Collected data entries
________________________

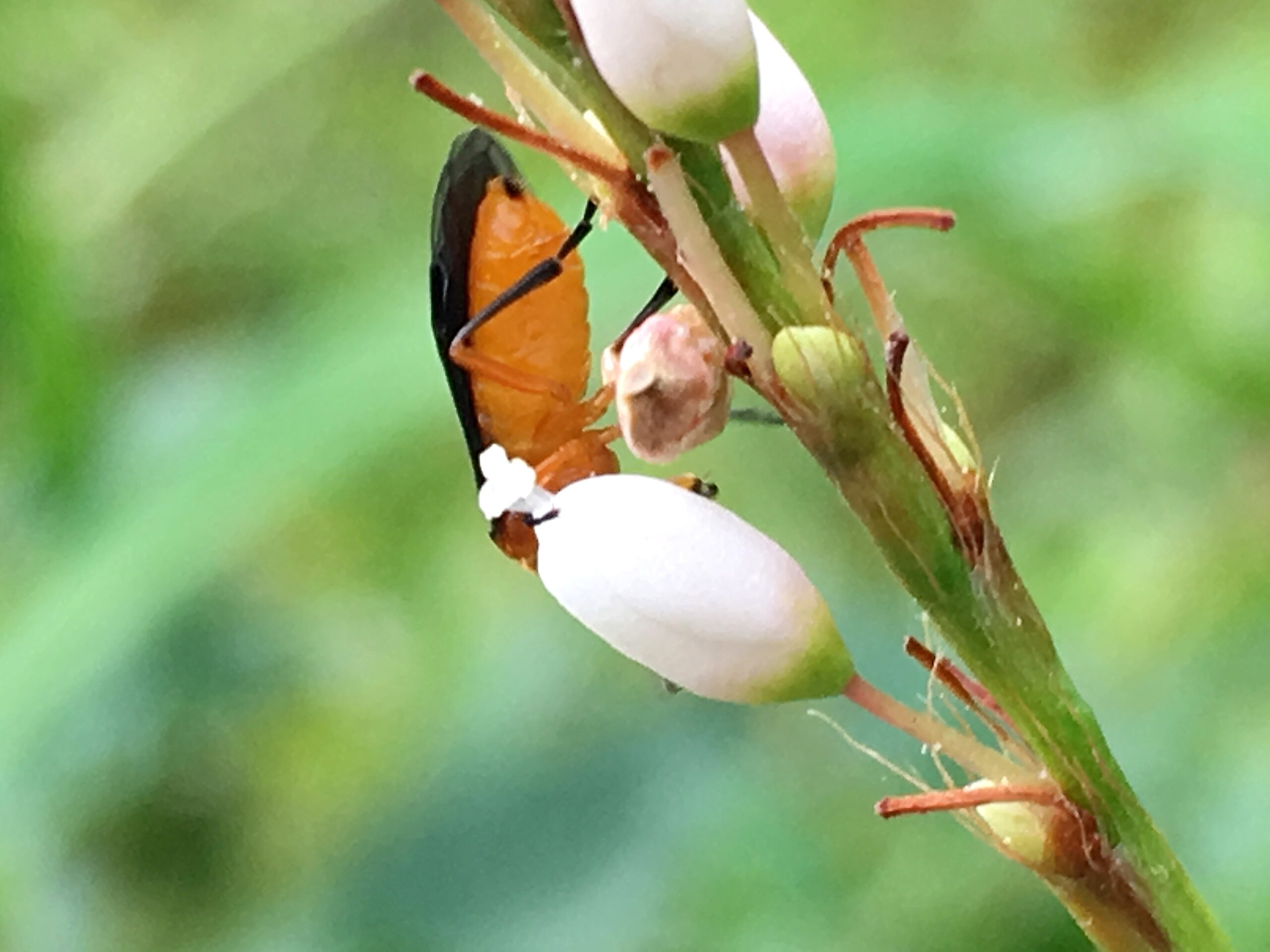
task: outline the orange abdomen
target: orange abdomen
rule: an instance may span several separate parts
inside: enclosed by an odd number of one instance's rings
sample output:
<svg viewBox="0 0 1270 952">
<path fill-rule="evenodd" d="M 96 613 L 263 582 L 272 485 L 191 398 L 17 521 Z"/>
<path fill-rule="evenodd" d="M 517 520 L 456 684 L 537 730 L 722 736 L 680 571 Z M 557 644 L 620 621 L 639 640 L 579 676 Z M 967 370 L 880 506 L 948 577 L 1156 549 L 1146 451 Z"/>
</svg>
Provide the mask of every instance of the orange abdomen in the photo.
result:
<svg viewBox="0 0 1270 952">
<path fill-rule="evenodd" d="M 490 182 L 471 242 L 470 315 L 554 255 L 568 234 L 546 204 L 527 192 L 509 194 L 502 179 Z M 563 385 L 573 404 L 580 401 L 591 374 L 591 327 L 578 255 L 565 259 L 554 281 L 479 327 L 471 344 L 484 357 Z M 471 388 L 481 433 L 530 465 L 582 432 L 575 407 L 551 393 L 527 393 L 479 373 L 471 374 Z"/>
</svg>

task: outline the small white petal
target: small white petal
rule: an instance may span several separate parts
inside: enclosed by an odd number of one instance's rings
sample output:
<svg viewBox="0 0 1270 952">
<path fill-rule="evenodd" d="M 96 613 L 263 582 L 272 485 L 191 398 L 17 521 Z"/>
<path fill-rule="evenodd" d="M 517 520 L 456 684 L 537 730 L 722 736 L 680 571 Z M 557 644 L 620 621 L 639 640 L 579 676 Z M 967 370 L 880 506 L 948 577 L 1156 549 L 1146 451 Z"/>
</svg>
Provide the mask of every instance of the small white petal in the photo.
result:
<svg viewBox="0 0 1270 952">
<path fill-rule="evenodd" d="M 498 443 L 491 443 L 480 454 L 480 471 L 486 480 L 498 479 L 498 475 L 507 468 L 507 451 Z"/>
<path fill-rule="evenodd" d="M 627 658 L 720 701 L 823 697 L 851 659 L 798 562 L 747 522 L 646 476 L 574 482 L 537 527 L 538 575 Z"/>
<path fill-rule="evenodd" d="M 535 484 L 533 467 L 523 459 L 508 459 L 507 451 L 497 443 L 480 454 L 480 470 L 485 482 L 476 494 L 476 504 L 486 519 L 505 512 L 530 512 L 527 500 L 542 493 Z"/>
</svg>

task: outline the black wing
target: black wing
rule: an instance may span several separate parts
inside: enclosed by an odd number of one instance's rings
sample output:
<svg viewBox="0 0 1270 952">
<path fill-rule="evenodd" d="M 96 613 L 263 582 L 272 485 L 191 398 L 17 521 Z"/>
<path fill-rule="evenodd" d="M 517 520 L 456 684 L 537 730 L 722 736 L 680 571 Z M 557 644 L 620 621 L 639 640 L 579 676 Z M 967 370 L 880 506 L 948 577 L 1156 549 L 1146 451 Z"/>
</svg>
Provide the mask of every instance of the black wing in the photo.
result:
<svg viewBox="0 0 1270 952">
<path fill-rule="evenodd" d="M 484 482 L 479 457 L 485 439 L 476 419 L 471 380 L 450 359 L 450 344 L 471 317 L 467 307 L 467 269 L 471 260 L 476 211 L 493 179 L 519 183 L 521 173 L 512 156 L 484 129 L 465 132 L 450 146 L 432 201 L 432 333 L 446 368 L 450 395 L 464 428 L 476 485 Z"/>
</svg>

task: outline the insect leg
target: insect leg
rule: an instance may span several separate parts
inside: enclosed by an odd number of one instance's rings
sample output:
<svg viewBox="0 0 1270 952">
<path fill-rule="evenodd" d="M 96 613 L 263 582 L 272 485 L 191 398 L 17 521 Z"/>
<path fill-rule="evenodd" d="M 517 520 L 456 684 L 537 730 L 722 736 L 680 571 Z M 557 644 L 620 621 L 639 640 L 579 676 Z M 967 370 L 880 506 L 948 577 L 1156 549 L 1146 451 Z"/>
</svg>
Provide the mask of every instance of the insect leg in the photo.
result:
<svg viewBox="0 0 1270 952">
<path fill-rule="evenodd" d="M 582 244 L 583 239 L 585 239 L 594 227 L 593 222 L 596 218 L 596 211 L 597 206 L 594 201 L 588 198 L 587 208 L 582 213 L 582 221 L 574 226 L 573 231 L 569 232 L 569 236 L 560 244 L 560 250 L 530 268 L 530 270 L 522 274 L 514 284 L 485 305 L 485 307 L 483 307 L 479 312 L 474 314 L 471 320 L 458 329 L 458 333 L 455 334 L 453 341 L 450 344 L 450 355 L 455 358 L 456 362 L 461 362 L 458 357 L 460 348 L 467 347 L 467 339 L 472 335 L 472 331 L 483 324 L 488 324 L 502 311 L 505 311 L 531 291 L 536 291 L 544 284 L 547 284 L 560 277 L 564 272 L 564 259 Z"/>
<path fill-rule="evenodd" d="M 660 311 L 669 302 L 672 297 L 678 292 L 674 287 L 674 282 L 669 278 L 662 278 L 662 283 L 657 286 L 657 291 L 653 292 L 653 297 L 648 300 L 648 303 L 639 308 L 631 322 L 626 325 L 626 330 L 617 335 L 613 343 L 610 345 L 613 353 L 621 353 L 622 344 L 626 343 L 626 338 L 635 333 L 635 330 L 652 317 L 654 314 Z"/>
</svg>

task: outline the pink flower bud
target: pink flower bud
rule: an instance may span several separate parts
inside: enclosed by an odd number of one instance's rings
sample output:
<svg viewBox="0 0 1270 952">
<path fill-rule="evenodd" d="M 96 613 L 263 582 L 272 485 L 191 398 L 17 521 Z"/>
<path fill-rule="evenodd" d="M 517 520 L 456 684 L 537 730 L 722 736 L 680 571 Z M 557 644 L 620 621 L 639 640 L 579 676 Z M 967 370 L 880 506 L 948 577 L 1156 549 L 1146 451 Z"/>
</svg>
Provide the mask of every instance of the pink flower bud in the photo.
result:
<svg viewBox="0 0 1270 952">
<path fill-rule="evenodd" d="M 605 352 L 603 380 L 615 387 L 626 446 L 650 463 L 667 463 L 719 435 L 732 386 L 726 347 L 691 305 L 645 320 Z"/>
</svg>

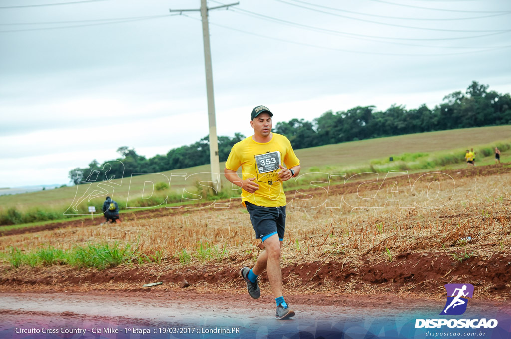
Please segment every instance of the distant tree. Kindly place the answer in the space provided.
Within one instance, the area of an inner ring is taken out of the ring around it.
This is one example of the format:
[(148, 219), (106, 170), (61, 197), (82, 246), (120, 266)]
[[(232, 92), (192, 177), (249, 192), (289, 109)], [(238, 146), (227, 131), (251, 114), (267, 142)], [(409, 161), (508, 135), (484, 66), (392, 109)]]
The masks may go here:
[(128, 147), (121, 146), (119, 148), (117, 149), (117, 151), (116, 152), (120, 154), (123, 158), (126, 157), (126, 154), (127, 154), (128, 152)]

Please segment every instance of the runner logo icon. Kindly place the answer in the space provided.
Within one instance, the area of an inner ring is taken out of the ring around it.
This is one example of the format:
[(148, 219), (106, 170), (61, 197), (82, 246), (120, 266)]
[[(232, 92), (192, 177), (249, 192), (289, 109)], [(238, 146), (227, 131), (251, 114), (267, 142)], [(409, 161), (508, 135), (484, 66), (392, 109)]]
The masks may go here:
[(462, 314), (467, 309), (468, 299), (472, 298), (474, 293), (474, 286), (472, 284), (446, 284), (447, 291), (447, 300), (440, 315), (451, 316)]

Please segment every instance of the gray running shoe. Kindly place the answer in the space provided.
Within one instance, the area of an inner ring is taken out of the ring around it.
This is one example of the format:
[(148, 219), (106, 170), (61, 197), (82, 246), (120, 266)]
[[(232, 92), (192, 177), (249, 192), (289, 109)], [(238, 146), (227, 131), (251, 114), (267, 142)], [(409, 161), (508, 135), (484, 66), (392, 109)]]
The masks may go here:
[(287, 319), (293, 316), (294, 316), (294, 311), (291, 309), (289, 306), (284, 308), (282, 307), (282, 304), (277, 306), (277, 313), (275, 314), (275, 318), (276, 319), (280, 319), (281, 320)]
[(245, 267), (241, 269), (240, 273), (241, 274), (241, 277), (243, 280), (247, 283), (247, 290), (248, 291), (248, 294), (252, 298), (257, 299), (261, 297), (261, 288), (259, 288), (259, 284), (258, 282), (259, 278), (256, 280), (256, 282), (252, 282), (249, 280), (248, 278), (247, 278), (247, 275), (248, 274), (248, 271), (250, 270), (250, 269)]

________________________

■ Directions ■
Copy only this span: the line that contains "Please segment every instance of the runner", the last line, and every line between them.

■ Exercise answer ■
Please segment every instance of the runner logo icon. Kindly place the answer in the space provided.
Within one instance, the area of an inner ring is taken out of the ring around it.
This is one example of the format:
[(148, 219), (106, 170), (61, 197), (82, 246), (120, 266)]
[[(232, 92), (192, 177), (249, 192), (289, 109)], [(238, 146), (227, 131), (251, 114), (267, 142)], [(409, 161), (508, 135), (484, 66), (392, 109)]]
The masks may go here:
[(462, 314), (467, 309), (468, 299), (472, 298), (474, 293), (474, 286), (472, 284), (446, 284), (447, 291), (447, 300), (440, 315), (451, 316)]

Please segment every instance of the gray running shoe. Kindly place the answer in the space provided.
Within one instance, the area of an inner ring is taken out of the ring around it.
This is one example of the format:
[(148, 219), (106, 170), (61, 197), (82, 246), (120, 266)]
[[(232, 92), (192, 177), (249, 192), (289, 109)], [(238, 146), (227, 131), (251, 114), (267, 142)], [(409, 161), (508, 135), (484, 66), (392, 109)]]
The masks may go here:
[(287, 319), (293, 316), (294, 316), (294, 311), (291, 309), (289, 306), (284, 308), (282, 307), (282, 304), (277, 306), (277, 313), (275, 314), (275, 318), (276, 319), (280, 319), (281, 320)]
[(245, 267), (241, 269), (240, 273), (241, 274), (241, 277), (243, 280), (247, 283), (247, 290), (248, 291), (248, 294), (252, 298), (257, 299), (261, 297), (261, 288), (259, 288), (259, 284), (258, 282), (259, 278), (256, 280), (256, 282), (252, 282), (249, 280), (248, 278), (247, 278), (247, 275), (248, 274), (248, 271), (250, 270), (250, 269)]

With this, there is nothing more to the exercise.